**Selected excerpt**
■ ■ ■ ■ ■
CPU On the CPU side, searching for a free local port can be a bit expensive. The work is done by the inet_csk_get_port() function which uses a lock and iterate on locally bound ports until a free port is found. A large number of entries in this hash table is usually not a problem if you have a lot of outbound connections in the TIME-WAIT state (like ephemeral connections to a memcached server): the connections usually share the same profile, the function will quickly find a free port as it iterates on them sequentially.

Other solutions If you still think you have a problem with TIME-WAIT connections after reading the previous section, there are three additional solutions to solve them:

• disable socket lingering,
• net.ipv4.tcp_tw_reuse, and
• net.ipv4.tcp_tw_recycle.

Socket lingering When close() is called, any remaining data in the kernel buffers will be sent in the background and the socket will eventually transition to the TIME-WAIT state. The application can continue to work immediatly and assume that all data will eventually be safely delivered. However, an application can choose to disable this behaviour, known as socket lingering. There are two flavors:

1. In the first one, any remaining data will be discarded and instead of closing the connection with the normal four-packet connection termination sequence, the connection will be closed with a RST (and therefore, the peer will detect an error) and will be immediatly destroyed. No TIME-WAIT state in this case.
2. With the second flavor, if there is any data still remaining in the socket send buffer, the process will sleep when calling close() until either all the data is sent and acknowledged by the peer or the configured linger timer expires. It is possible for a process to not sleep by setting the socket as non-blocking. In this case, the same process happens in the background. It permits the remaining data to be sent during a configured timeout but if the data is succesfully sent, the normal close sequence is run and you get a TIME-WAIT state. And on the other case, you ll get the connection close with a RST and the remaining data is discarded.

In both cases, disabling socket lingering is not a one-size-fits-all solution. It may be used by some applications like HAProxy or Nginx when it is safe to use from the upper protocol point of view. There are good reasons to not disable it unconditionnaly.
■ ■ ■ ■ ■
**Stated goal A**
Update the records, starting at the first one and ending at the line that contains "x=140, y=34", by replacing "thickest" with "widest" and leaving everything else unchanged. Give back only those lines.

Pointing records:
■ ■ ■ ■ ■
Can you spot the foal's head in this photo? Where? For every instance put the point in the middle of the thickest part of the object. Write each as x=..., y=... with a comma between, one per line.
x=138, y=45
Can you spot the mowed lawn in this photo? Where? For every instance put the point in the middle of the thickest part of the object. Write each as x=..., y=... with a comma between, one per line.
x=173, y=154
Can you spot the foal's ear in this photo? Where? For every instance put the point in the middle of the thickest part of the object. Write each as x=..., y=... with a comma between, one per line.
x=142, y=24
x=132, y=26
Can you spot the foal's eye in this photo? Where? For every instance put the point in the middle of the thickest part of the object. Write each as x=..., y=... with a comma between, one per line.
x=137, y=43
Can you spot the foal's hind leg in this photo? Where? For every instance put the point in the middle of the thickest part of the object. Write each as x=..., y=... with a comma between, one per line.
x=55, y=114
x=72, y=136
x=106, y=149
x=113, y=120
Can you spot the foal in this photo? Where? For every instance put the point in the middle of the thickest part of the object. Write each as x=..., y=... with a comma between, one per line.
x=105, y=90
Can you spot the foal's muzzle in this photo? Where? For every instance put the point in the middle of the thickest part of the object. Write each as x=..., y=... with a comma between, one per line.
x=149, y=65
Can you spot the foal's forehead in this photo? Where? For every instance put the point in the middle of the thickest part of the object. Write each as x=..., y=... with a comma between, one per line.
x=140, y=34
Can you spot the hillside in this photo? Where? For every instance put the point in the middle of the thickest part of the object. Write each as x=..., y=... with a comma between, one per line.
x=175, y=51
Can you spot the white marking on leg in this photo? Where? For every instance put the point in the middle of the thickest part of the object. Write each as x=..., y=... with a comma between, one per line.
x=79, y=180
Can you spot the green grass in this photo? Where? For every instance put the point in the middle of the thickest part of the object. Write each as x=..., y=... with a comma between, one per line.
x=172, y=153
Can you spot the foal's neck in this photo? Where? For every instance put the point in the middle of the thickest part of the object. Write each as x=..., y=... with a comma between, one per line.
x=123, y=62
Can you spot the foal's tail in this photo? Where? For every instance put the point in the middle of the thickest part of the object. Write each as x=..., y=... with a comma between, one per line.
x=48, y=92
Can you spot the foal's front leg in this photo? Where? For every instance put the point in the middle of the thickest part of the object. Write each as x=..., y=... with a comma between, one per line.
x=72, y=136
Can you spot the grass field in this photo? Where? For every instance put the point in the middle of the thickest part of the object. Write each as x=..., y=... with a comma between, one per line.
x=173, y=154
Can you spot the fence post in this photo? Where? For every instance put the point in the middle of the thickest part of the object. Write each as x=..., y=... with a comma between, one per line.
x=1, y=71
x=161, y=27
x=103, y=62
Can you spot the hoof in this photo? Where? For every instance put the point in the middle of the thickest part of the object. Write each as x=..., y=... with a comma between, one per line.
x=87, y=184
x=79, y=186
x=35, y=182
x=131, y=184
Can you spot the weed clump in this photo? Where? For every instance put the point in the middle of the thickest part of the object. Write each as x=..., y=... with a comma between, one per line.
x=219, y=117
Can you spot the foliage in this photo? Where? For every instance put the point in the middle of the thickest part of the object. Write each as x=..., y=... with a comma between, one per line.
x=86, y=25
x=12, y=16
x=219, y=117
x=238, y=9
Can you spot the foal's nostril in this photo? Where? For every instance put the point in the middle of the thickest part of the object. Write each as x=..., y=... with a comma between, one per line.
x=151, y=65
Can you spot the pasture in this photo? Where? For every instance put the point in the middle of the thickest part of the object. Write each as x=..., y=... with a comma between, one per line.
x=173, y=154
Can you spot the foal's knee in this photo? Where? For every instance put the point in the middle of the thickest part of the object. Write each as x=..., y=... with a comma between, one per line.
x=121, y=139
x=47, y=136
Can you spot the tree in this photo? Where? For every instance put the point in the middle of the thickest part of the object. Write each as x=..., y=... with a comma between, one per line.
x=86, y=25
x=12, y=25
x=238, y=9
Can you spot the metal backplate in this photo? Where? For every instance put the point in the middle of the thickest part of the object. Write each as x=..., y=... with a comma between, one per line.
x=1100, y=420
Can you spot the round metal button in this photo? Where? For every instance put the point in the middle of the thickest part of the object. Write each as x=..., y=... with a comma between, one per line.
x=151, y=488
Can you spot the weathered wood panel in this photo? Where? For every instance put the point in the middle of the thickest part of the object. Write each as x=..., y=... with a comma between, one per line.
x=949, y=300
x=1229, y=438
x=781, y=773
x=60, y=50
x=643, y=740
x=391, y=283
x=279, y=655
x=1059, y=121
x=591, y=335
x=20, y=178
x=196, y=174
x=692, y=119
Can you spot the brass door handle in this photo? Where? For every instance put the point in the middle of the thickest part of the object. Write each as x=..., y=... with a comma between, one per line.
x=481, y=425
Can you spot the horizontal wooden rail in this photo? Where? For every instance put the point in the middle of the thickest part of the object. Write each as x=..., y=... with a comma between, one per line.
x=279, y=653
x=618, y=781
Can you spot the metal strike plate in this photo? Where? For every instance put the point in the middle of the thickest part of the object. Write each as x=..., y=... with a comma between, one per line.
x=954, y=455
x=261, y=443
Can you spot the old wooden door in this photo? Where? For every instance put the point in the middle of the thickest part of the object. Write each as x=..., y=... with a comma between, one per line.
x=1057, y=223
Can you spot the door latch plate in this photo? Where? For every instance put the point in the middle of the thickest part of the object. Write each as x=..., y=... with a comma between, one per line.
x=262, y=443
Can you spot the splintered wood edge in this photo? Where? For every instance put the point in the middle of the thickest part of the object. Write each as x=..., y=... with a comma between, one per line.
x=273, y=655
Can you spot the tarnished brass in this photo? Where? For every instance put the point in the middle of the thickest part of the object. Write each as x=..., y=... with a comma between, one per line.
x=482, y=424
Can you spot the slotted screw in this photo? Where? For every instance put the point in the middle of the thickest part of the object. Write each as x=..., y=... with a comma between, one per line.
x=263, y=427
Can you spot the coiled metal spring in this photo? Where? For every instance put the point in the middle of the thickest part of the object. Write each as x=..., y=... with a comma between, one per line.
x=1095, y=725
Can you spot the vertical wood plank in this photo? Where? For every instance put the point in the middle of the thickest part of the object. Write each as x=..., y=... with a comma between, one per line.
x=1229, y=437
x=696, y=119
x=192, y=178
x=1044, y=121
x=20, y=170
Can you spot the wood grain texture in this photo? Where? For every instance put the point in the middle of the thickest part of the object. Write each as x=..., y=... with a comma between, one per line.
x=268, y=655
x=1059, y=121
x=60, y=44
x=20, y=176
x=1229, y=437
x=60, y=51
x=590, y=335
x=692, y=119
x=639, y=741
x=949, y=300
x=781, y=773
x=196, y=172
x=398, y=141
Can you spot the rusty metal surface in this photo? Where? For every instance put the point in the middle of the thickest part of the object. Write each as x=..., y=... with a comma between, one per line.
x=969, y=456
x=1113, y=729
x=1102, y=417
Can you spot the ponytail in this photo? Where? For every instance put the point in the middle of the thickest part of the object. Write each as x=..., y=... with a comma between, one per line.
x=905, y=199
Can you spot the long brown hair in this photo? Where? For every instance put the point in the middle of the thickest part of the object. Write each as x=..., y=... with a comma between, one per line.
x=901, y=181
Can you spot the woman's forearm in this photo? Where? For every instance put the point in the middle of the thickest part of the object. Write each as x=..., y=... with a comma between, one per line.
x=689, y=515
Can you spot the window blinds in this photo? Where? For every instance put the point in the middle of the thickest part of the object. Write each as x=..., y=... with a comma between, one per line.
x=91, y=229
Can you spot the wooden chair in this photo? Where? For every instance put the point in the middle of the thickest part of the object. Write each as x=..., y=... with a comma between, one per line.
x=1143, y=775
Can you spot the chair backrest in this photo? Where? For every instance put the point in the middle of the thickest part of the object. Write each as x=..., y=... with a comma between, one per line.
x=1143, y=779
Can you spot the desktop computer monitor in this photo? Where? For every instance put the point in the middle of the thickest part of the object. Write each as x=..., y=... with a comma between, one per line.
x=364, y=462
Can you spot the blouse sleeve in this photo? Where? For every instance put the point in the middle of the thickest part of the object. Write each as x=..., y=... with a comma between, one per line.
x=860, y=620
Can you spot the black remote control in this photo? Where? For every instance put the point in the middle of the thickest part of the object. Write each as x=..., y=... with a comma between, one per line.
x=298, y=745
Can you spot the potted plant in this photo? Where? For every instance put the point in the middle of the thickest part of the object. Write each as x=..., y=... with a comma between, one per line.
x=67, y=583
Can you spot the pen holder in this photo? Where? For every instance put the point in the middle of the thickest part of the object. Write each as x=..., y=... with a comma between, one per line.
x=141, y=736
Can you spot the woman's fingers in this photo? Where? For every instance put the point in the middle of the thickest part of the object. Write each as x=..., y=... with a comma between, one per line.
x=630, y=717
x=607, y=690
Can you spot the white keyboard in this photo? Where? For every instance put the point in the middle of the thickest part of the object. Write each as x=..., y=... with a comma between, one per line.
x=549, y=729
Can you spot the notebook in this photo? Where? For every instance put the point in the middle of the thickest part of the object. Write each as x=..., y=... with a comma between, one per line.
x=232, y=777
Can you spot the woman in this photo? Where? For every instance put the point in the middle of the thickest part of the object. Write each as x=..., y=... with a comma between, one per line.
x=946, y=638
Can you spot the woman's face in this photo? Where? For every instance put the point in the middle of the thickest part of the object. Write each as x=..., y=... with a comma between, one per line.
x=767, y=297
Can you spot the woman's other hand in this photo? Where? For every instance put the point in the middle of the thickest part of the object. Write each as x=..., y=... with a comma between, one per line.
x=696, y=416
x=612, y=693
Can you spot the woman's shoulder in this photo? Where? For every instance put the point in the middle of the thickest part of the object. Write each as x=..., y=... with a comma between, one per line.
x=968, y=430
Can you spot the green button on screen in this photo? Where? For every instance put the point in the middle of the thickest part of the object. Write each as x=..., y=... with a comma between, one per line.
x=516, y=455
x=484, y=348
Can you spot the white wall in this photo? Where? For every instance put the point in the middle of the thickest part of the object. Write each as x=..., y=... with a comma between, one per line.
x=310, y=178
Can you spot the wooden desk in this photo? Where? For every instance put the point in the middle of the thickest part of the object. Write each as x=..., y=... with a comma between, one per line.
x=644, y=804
■ ■ ■ ■ ■
**Stated goal B**
List every additional solution to TIME-WAIT connections that the excerpt on TIME-WAIT connections names.

**Correct result A**
Can you spot the foal's head in this photo? Where? For every instance put the point in the middle of the widest part of the object. Write each as x=..., y=... with a comma between, one per line.
x=138, y=45
Can you spot the mowed lawn in this photo? Where? For every instance put the point in the middle of the widest part of the object. Write each as x=..., y=... with a comma between, one per line.
x=173, y=154
Can you spot the foal's ear in this photo? Where? For every instance put the point in the middle of the widest part of the object. Write each as x=..., y=... with a comma between, one per line.
x=142, y=24
x=132, y=26
Can you spot the foal's eye in this photo? Where? For every instance put the point in the middle of the widest part of the object. Write each as x=..., y=... with a comma between, one per line.
x=137, y=43
Can you spot the foal's hind leg in this photo? Where? For every instance put the point in the middle of the widest part of the object. Write each as x=..., y=... with a comma between, one per line.
x=55, y=114
x=72, y=136
x=106, y=149
x=113, y=120
Can you spot the foal in this photo? Where? For every instance put the point in the middle of the widest part of the object. Write each as x=..., y=... with a comma between, one per line.
x=105, y=90
Can you spot the foal's muzzle in this photo? Where? For every instance put the point in the middle of the widest part of the object. Write each as x=..., y=... with a comma between, one per line.
x=149, y=65
Can you spot the foal's forehead in this photo? Where? For every instance put the point in the middle of the widest part of the object. Write each as x=..., y=... with a comma between, one per line.
x=140, y=34

**Correct result B**
- disable socket lingering
- net.ipv4.tcp_tw_reuse
- net.ipv4.tcp_tw_recycle